Selon le passage sur la gestion du Covid-19 au Sénégal, indiquez par quel organe le ministère de la Santé et de l'Action sociale organise la gestion et la coordination de la lutte.

(PASSAGE EXTRAIT):
_____

Que pensez-vous de cette propension à organiser toutes les conférences de presse des membres du Gouvernement au ministère de la Santé, allant même jusqu’à celle sur l’aide alimentaire ?

Dans le cadre d’une urgence sanitaire de cette nature, la dimension intersectorielle est importante : plusieurs secteurs sont concernés au-delà du ministère de la Santé et de l’Action sociale : service national de l’hygiène, ministère en charge de l’élevage, en charge de l’agriculture, l’environnement, pêche, transport, commerce, services de sécurité et de défense, etc. Par expérience, la gestion d’une urgence sanitaire est sous le lead du ministère de la Santé et de l’Action sociale, qui organise la gestion et la coordination de la lutte, à travers le Comité National de Gestion des Epidémies (CNGE). Donc, il est normal et compréhensible que toutes les conférences de presse s’organisent à ce niveau, parce que l’Etat du Sénégal doit assumer son leadership dans la lutte, avec une bonne coordination des différents acteurs ministériels interpellés par la gestion de l’épidémie. Toutefois, s’il y a une critique à faire, c’est que l’aide alimentaire, dans le cadre de l’assistance sociale, aurait pu être coordonnée par la commission Logistique du CNGE et le Programme Alimentaire Mondial (PAM).  L’expérience de la gestion d’Ebola en Guinée a révélé que même si les ministères sont concernés par certains secteurs de la lutte, leur intervention doit se faire à travers l’organe de coordination de la lutte. Au Sénégal, utiliser cette approche aurait permis d’éviter tout le débat autour de l’aide alimentaire et rendu non nécessaire la création d’un fonds de suivi et de contrôle de cette aide.

Pensez-vous que la stratégie de sensibilisation est efficace ?

Si on s’en tient à la définition de l’efficacité qui est la capacité d'une personne, d'un groupe ou d'un système, à parvenir à ses fins, à ses objectifs (ou à ceux qu'on lui a fixés), on peut pour le moment dire à mi-chemin, que la stratégie de communication du MSAS dans le cadre du Covid-19, ne l’est pas. L’objectif de changement de comportements pour rompre la chaîne de transmission ne s’est pas encore réalisé : la transmission communautaire des cas augmente ; les Sénégalais ont du mal à rester chez eux ; certains citoyens transgressent l’interdiction de se déplacer de région à région, en utilisant des systèmes clandestins (véhicules de transports de marchandises, corbillards, camions réfrigérés, véhicules AD, etc.)

_____

(JEU DE DONNÉES):

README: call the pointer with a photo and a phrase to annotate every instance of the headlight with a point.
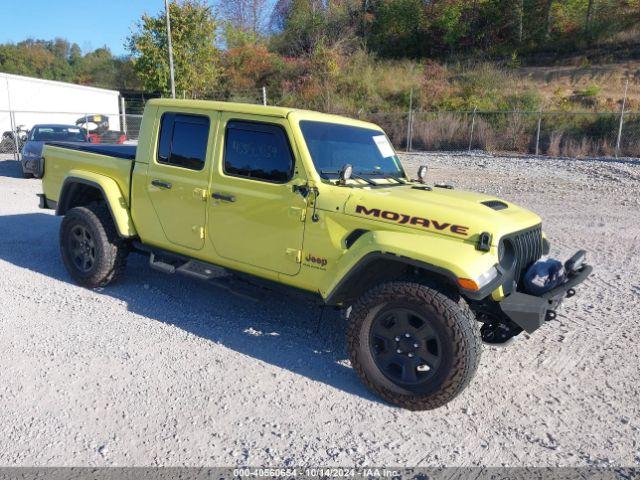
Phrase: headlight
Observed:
(482, 281)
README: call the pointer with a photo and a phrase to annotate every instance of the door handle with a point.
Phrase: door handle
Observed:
(223, 197)
(161, 184)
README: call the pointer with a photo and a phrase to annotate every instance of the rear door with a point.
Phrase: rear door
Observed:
(255, 216)
(178, 176)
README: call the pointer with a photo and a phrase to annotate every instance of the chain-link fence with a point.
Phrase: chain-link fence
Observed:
(570, 134)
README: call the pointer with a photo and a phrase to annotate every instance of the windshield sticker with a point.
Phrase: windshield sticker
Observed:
(386, 150)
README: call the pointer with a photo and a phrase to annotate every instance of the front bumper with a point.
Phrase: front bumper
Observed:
(530, 312)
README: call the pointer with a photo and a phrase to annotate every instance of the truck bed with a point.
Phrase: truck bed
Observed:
(127, 152)
(66, 159)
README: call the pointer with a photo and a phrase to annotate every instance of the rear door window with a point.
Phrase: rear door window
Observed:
(183, 140)
(259, 151)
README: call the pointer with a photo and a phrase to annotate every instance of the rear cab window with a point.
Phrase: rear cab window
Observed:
(183, 140)
(257, 151)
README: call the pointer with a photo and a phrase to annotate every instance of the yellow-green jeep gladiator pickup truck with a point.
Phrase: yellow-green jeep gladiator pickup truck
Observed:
(320, 204)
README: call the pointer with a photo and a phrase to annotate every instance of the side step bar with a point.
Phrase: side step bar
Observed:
(170, 263)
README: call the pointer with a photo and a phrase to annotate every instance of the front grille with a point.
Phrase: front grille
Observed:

_____

(SOLUTION DE L'EXERCICE): Par le Comité National de Gestion des Epidémies (CNGE).